BEGIN INFORMATION PROVIDED

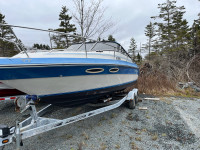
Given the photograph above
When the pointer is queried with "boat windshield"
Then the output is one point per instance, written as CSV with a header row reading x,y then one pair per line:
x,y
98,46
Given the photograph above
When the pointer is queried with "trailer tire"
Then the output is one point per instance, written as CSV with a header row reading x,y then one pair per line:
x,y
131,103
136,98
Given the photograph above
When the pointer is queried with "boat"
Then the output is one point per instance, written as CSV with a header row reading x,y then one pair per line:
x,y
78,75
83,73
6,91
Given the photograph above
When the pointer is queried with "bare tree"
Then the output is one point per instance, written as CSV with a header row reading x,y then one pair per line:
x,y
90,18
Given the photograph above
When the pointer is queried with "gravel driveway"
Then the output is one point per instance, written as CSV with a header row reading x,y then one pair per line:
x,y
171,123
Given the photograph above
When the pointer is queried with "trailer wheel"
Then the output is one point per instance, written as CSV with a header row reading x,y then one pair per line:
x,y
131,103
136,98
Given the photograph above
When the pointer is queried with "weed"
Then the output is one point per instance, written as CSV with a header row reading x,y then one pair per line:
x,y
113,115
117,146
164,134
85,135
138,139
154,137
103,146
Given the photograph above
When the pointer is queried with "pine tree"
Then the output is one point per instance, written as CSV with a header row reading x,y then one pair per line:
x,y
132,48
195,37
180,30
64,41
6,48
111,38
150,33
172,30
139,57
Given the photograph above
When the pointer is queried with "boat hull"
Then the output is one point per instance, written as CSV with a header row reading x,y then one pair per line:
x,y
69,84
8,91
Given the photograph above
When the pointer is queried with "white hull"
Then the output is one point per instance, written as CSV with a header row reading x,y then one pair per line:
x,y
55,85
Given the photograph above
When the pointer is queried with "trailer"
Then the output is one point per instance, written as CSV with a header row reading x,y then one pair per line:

END INFORMATION PROVIDED

An exact, picture-free copy of the entries is required.

ANSWER FOR THE TASK:
Given the photograph above
When the pointer is queried with "boat windshield"
Then the output is one point per instance, written as CSV with a header row reading x,y then one pair per line:
x,y
98,46
Given the photograph above
When the pointer is queried with "trailer tire"
Then the output is one point per instance, written as CSV with a header row reading x,y then one pair per line:
x,y
131,103
136,98
Given the photograph above
When the pointer is queried with "boat"
Then the output is one point per instance, written as CSV with a header row reading x,y then one pair per line:
x,y
78,75
83,73
6,91
Given the photograph above
When the pointer is queried with "bare tree"
Then the output is one point per instance, written as CSV with a header row reading x,y then one pair per line:
x,y
90,18
Given the photograph above
When the pointer is queried with "gravel driveway"
Then the output is one point per instance, written as CSV with a header row reading x,y then one pair per line:
x,y
171,123
Given the photograph above
When the pointer is queried with "trailer wheel"
Then the output is one point per instance, written as CSV with a header row reading x,y then one pair per line:
x,y
131,103
136,98
Given the photograph above
When the pointer is queried with "weed"
Then the output is one point per instance, written as CSV with a header row reading x,y then one pair per line:
x,y
113,115
117,146
164,134
85,135
138,139
154,137
103,146
Given the photograph above
When the pointer is queried with "pine tree"
Then the output is one point per instance, written as CSV with a header row reading x,y then one pair per line:
x,y
132,48
195,37
180,30
64,41
6,48
111,38
150,33
172,30
139,57
Given the photograph above
When the pointer is queried with "boat hull"
Then the output is one point per instance, written as CSV with a header row reading x,y then one pair per line:
x,y
69,84
8,91
Given the photograph above
When the pointer is queried with "white hull"
Then the output is one point per instance, written as CSV with a header row reading x,y then one pair per line:
x,y
55,85
Given the photograph above
When the pointer is queried with "trailer"
Then the output is one point per instance, written as CSV with a header row reading x,y then one pair per line:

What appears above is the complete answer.